## What is needed
Copy out the lines below, replacing "Target" with "Object" everywhere and keeping everything else the same. Omit the pictures from your answer.

## Given entries
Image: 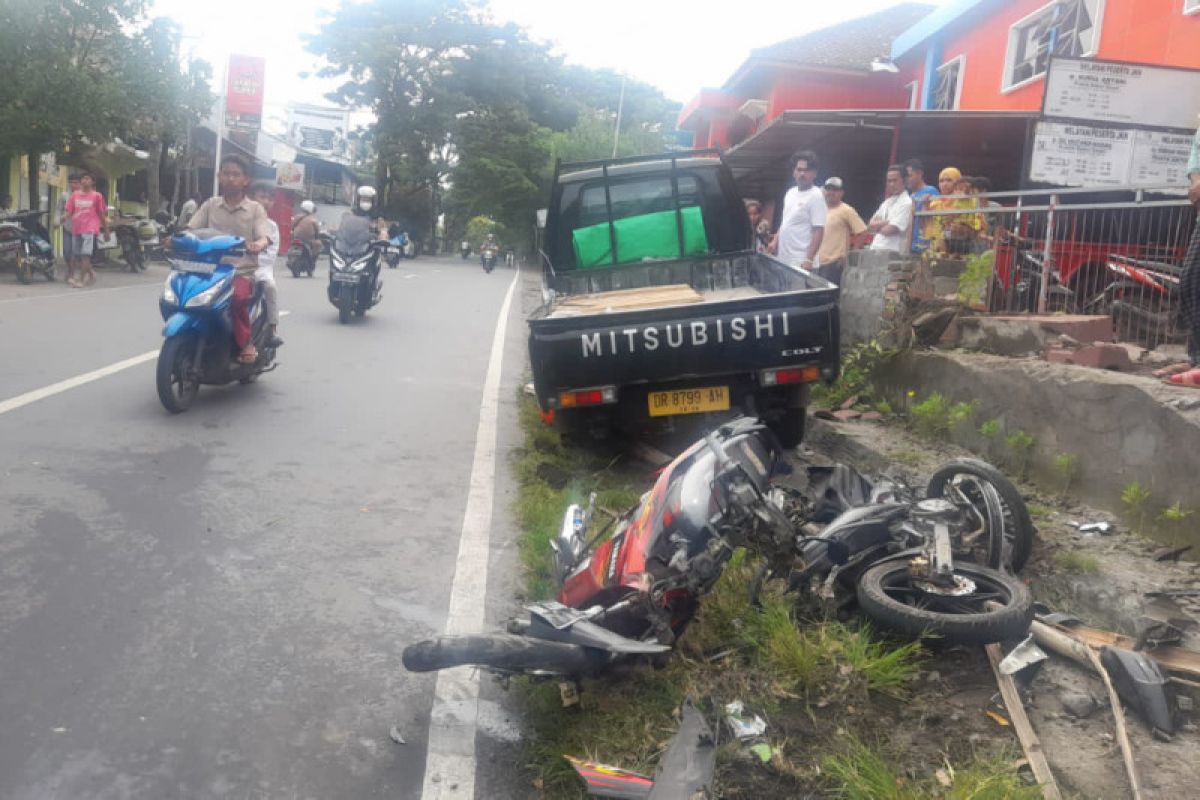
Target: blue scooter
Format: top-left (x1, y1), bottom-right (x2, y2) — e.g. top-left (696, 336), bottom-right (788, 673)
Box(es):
top-left (156, 230), bottom-right (278, 414)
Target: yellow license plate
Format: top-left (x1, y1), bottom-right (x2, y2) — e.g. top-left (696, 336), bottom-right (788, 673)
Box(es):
top-left (649, 386), bottom-right (730, 416)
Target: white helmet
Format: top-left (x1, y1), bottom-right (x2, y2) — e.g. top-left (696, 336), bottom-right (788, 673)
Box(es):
top-left (354, 186), bottom-right (376, 212)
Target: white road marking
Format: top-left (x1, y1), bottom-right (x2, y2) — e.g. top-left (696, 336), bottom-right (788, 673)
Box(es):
top-left (421, 276), bottom-right (518, 800)
top-left (0, 311), bottom-right (292, 414)
top-left (0, 281), bottom-right (161, 306)
top-left (0, 349), bottom-right (158, 414)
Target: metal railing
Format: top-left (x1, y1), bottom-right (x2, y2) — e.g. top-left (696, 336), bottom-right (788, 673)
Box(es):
top-left (914, 188), bottom-right (1196, 348)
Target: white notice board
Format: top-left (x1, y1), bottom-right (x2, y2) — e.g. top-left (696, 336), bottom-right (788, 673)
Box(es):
top-left (1030, 120), bottom-right (1192, 194)
top-left (1042, 56), bottom-right (1200, 131)
top-left (1030, 121), bottom-right (1133, 187)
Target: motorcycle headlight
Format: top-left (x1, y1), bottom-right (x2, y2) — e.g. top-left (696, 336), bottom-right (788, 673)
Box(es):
top-left (162, 275), bottom-right (179, 306)
top-left (186, 282), bottom-right (226, 308)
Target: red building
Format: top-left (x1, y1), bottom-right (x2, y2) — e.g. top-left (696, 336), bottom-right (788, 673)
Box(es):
top-left (678, 2), bottom-right (934, 148)
top-left (679, 0), bottom-right (1200, 210)
top-left (892, 0), bottom-right (1200, 112)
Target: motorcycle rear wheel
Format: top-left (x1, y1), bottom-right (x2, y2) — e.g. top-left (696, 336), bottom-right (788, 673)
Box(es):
top-left (403, 633), bottom-right (607, 675)
top-left (155, 333), bottom-right (200, 414)
top-left (858, 559), bottom-right (1033, 644)
top-left (925, 458), bottom-right (1033, 572)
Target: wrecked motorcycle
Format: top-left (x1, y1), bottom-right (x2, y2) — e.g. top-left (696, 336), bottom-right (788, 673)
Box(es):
top-left (403, 417), bottom-right (1033, 676)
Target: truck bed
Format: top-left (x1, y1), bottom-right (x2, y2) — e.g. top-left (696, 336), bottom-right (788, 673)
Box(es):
top-left (529, 253), bottom-right (838, 407)
top-left (533, 253), bottom-right (830, 319)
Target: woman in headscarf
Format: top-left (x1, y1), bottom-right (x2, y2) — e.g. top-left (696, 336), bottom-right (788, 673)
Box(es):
top-left (925, 167), bottom-right (983, 253)
top-left (1162, 130), bottom-right (1200, 389)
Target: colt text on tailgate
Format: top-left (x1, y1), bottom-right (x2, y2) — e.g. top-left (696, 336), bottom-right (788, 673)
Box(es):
top-left (580, 311), bottom-right (791, 359)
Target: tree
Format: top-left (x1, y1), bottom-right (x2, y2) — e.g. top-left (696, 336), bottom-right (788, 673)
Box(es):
top-left (0, 0), bottom-right (211, 209)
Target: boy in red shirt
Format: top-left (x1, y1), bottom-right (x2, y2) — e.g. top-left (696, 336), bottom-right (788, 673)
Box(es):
top-left (66, 173), bottom-right (108, 289)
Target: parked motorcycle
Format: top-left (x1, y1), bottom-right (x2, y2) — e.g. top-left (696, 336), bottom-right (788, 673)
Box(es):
top-left (288, 239), bottom-right (317, 278)
top-left (155, 230), bottom-right (277, 414)
top-left (479, 245), bottom-right (500, 273)
top-left (0, 211), bottom-right (55, 283)
top-left (323, 213), bottom-right (388, 325)
top-left (403, 417), bottom-right (1033, 676)
top-left (110, 217), bottom-right (146, 272)
top-left (1100, 255), bottom-right (1186, 348)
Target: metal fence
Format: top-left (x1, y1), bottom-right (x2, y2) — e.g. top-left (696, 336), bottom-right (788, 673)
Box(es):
top-left (916, 190), bottom-right (1196, 348)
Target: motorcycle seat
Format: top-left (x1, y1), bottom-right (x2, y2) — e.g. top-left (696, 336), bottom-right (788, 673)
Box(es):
top-left (172, 229), bottom-right (246, 255)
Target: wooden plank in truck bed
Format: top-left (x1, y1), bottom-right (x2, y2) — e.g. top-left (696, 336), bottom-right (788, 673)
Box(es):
top-left (551, 283), bottom-right (704, 317)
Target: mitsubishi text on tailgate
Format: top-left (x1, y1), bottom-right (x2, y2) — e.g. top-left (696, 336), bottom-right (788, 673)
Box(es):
top-left (529, 151), bottom-right (839, 446)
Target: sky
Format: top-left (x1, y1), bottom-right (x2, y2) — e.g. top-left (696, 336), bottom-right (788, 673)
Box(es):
top-left (151, 0), bottom-right (948, 128)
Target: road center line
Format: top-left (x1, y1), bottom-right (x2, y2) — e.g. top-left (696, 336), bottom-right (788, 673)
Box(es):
top-left (0, 349), bottom-right (158, 414)
top-left (421, 272), bottom-right (520, 800)
top-left (0, 311), bottom-right (292, 414)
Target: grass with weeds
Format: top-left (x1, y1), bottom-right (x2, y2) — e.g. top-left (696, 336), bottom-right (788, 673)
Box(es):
top-left (821, 740), bottom-right (1042, 800)
top-left (1025, 503), bottom-right (1054, 519)
top-left (1054, 551), bottom-right (1100, 575)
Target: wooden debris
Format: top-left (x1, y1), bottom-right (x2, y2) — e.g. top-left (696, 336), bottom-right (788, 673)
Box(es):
top-left (1087, 648), bottom-right (1142, 800)
top-left (984, 644), bottom-right (1062, 800)
top-left (552, 283), bottom-right (704, 317)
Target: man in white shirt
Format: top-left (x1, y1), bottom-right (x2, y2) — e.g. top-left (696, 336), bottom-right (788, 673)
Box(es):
top-left (251, 184), bottom-right (283, 348)
top-left (866, 164), bottom-right (912, 253)
top-left (769, 150), bottom-right (826, 270)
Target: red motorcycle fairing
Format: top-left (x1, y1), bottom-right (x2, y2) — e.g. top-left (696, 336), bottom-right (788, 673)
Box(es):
top-left (558, 421), bottom-right (779, 608)
top-left (558, 440), bottom-right (704, 608)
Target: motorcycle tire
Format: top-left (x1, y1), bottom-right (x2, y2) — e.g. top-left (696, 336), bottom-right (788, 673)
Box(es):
top-left (858, 559), bottom-right (1033, 644)
top-left (402, 633), bottom-right (607, 675)
top-left (17, 255), bottom-right (34, 284)
top-left (155, 333), bottom-right (200, 414)
top-left (925, 458), bottom-right (1036, 572)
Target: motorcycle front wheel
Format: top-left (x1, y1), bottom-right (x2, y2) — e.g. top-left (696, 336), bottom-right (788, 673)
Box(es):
top-left (402, 633), bottom-right (607, 675)
top-left (155, 333), bottom-right (200, 414)
top-left (17, 254), bottom-right (34, 283)
top-left (858, 559), bottom-right (1033, 644)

## Result of this task
Image: 
Object: blue scooter
Format: top-left (x1, y1), bottom-right (x2, y2) — e.g. top-left (696, 336), bottom-right (788, 673)
Box(es):
top-left (156, 230), bottom-right (278, 414)
Object: yellow license plate
Format: top-left (x1, y1), bottom-right (x2, y2) — e.g. top-left (696, 336), bottom-right (788, 673)
Box(es):
top-left (649, 386), bottom-right (730, 416)
Object: white helmet
Format: top-left (x1, y1), bottom-right (x2, y2) — e.g. top-left (696, 336), bottom-right (788, 673)
Box(es):
top-left (354, 186), bottom-right (376, 212)
Object: white road marking
Format: top-left (x1, y1), bottom-right (x2, y2) — e.g. top-left (696, 336), bottom-right (788, 673)
Box(es):
top-left (421, 276), bottom-right (518, 800)
top-left (0, 311), bottom-right (292, 414)
top-left (0, 281), bottom-right (161, 306)
top-left (0, 349), bottom-right (158, 414)
Object: metal railing
Format: top-left (x1, y1), bottom-right (x2, y2) — e.g. top-left (696, 336), bottom-right (788, 673)
Box(es):
top-left (914, 188), bottom-right (1196, 348)
Object: white notice board
Format: top-left (x1, y1), bottom-right (x2, y2) — e.g. top-left (696, 336), bottom-right (788, 673)
Box(es):
top-left (1030, 120), bottom-right (1192, 194)
top-left (1042, 56), bottom-right (1200, 131)
top-left (1030, 121), bottom-right (1133, 187)
Object: motorcycle headlight
Format: top-left (x1, y1), bottom-right (x2, y2) — e.g. top-left (696, 336), bottom-right (788, 673)
Box(es):
top-left (162, 275), bottom-right (179, 306)
top-left (186, 282), bottom-right (226, 308)
Object: red building
Format: top-left (x1, y1), bottom-right (x2, y2) — e.g. top-left (696, 336), bottom-right (788, 673)
Box(es):
top-left (678, 2), bottom-right (934, 148)
top-left (679, 0), bottom-right (1200, 210)
top-left (892, 0), bottom-right (1200, 112)
Object: motorcycle rear wheel
Format: top-left (x1, y1), bottom-right (x2, y2) — e.g. top-left (696, 336), bottom-right (788, 673)
Box(es):
top-left (403, 633), bottom-right (607, 675)
top-left (155, 333), bottom-right (200, 414)
top-left (858, 559), bottom-right (1033, 644)
top-left (925, 458), bottom-right (1033, 572)
Object: wrecked motorcycle
Format: top-left (x1, y1), bottom-right (x2, y2) — e.g. top-left (696, 336), bottom-right (788, 673)
Box(es):
top-left (403, 417), bottom-right (1033, 676)
Object: truck bed
Format: top-left (x1, y1), bottom-right (x2, y2) — e.g. top-left (696, 336), bottom-right (788, 673)
Box(es):
top-left (529, 253), bottom-right (838, 407)
top-left (533, 253), bottom-right (830, 319)
Object: woman in headscarf
Format: top-left (x1, y1), bottom-right (x2, y2) — e.g. top-left (696, 336), bottom-right (788, 673)
Box(es):
top-left (925, 167), bottom-right (983, 253)
top-left (1162, 130), bottom-right (1200, 389)
Object: colt text on tailgate
Format: top-left (x1, y1), bottom-right (x2, y2) — e.g. top-left (696, 336), bottom-right (788, 673)
Box(es):
top-left (580, 311), bottom-right (791, 359)
Object: tree
Format: top-left (x1, y1), bottom-right (x2, y2) — e.g. top-left (696, 336), bottom-right (788, 673)
Box(es):
top-left (0, 0), bottom-right (211, 209)
Object: boy in red shirt
Format: top-left (x1, y1), bottom-right (x2, y2) — e.g. top-left (696, 336), bottom-right (788, 673)
Box(es):
top-left (66, 173), bottom-right (108, 289)
Object: parked motorcycle
Format: top-left (x1, y1), bottom-right (x2, y2) — e.g. top-left (696, 336), bottom-right (788, 673)
Box(es):
top-left (288, 239), bottom-right (317, 278)
top-left (155, 230), bottom-right (277, 414)
top-left (479, 245), bottom-right (500, 273)
top-left (0, 211), bottom-right (55, 283)
top-left (323, 213), bottom-right (388, 325)
top-left (403, 417), bottom-right (1033, 676)
top-left (110, 217), bottom-right (146, 272)
top-left (1100, 255), bottom-right (1186, 348)
Object: metal fence
Format: top-left (x1, y1), bottom-right (x2, y2) — e.g. top-left (696, 336), bottom-right (788, 673)
Box(es):
top-left (916, 190), bottom-right (1196, 348)
Object: motorcycle seat
Format: top-left (x1, y1), bottom-right (x2, y2) — e.g. top-left (696, 336), bottom-right (788, 673)
Box(es):
top-left (172, 229), bottom-right (246, 255)
Object: wooden plank in truck bed
Format: top-left (x1, y1), bottom-right (x2, y2) — e.g. top-left (696, 336), bottom-right (788, 673)
Box(es):
top-left (551, 283), bottom-right (704, 317)
Object: mitsubishi text on tailgate
Format: top-left (x1, y1), bottom-right (x2, y2) — e.g. top-left (696, 336), bottom-right (788, 673)
Box(es):
top-left (529, 151), bottom-right (839, 446)
Object: sky
Format: top-left (x1, y1), bottom-right (x2, y2) — e.g. top-left (696, 336), bottom-right (788, 673)
Box(es):
top-left (151, 0), bottom-right (948, 128)
Object: road center line
Format: top-left (x1, y1), bottom-right (x2, y2) — e.g. top-left (696, 336), bottom-right (788, 673)
Box(es):
top-left (0, 349), bottom-right (158, 414)
top-left (421, 272), bottom-right (520, 800)
top-left (0, 311), bottom-right (292, 414)
Object: grass with weeds
Format: top-left (x1, y1), bottom-right (x2, y2) — e.g. top-left (696, 336), bottom-right (788, 673)
Box(es):
top-left (821, 740), bottom-right (1042, 800)
top-left (1025, 503), bottom-right (1054, 519)
top-left (1054, 551), bottom-right (1100, 575)
Object: wooden debris
Format: top-left (x1, y1), bottom-right (x2, y2) — e.g. top-left (696, 336), bottom-right (788, 673)
Box(es):
top-left (1087, 648), bottom-right (1142, 800)
top-left (984, 644), bottom-right (1062, 800)
top-left (552, 283), bottom-right (704, 317)
Object: man in white shirt
Format: top-left (x1, y1), bottom-right (x2, y2) — e.g. top-left (696, 336), bottom-right (788, 673)
Box(es):
top-left (251, 184), bottom-right (283, 348)
top-left (866, 164), bottom-right (912, 253)
top-left (769, 150), bottom-right (826, 270)
Object: red motorcycle fairing
Format: top-left (x1, y1), bottom-right (x2, y2) — e.g. top-left (696, 336), bottom-right (788, 673)
Box(es):
top-left (558, 421), bottom-right (779, 608)
top-left (558, 440), bottom-right (704, 608)
Object: motorcycle tire
Format: top-left (x1, y1), bottom-right (x2, y2) — e.g. top-left (696, 336), bottom-right (788, 673)
Box(es):
top-left (858, 559), bottom-right (1033, 644)
top-left (402, 633), bottom-right (607, 675)
top-left (17, 255), bottom-right (34, 284)
top-left (155, 333), bottom-right (200, 414)
top-left (925, 458), bottom-right (1036, 572)
Object: motorcycle front wheel
Format: top-left (x1, y1), bottom-right (x2, y2) — e.g. top-left (696, 336), bottom-right (788, 673)
Box(es):
top-left (402, 633), bottom-right (607, 675)
top-left (155, 333), bottom-right (200, 414)
top-left (17, 254), bottom-right (34, 283)
top-left (858, 559), bottom-right (1033, 644)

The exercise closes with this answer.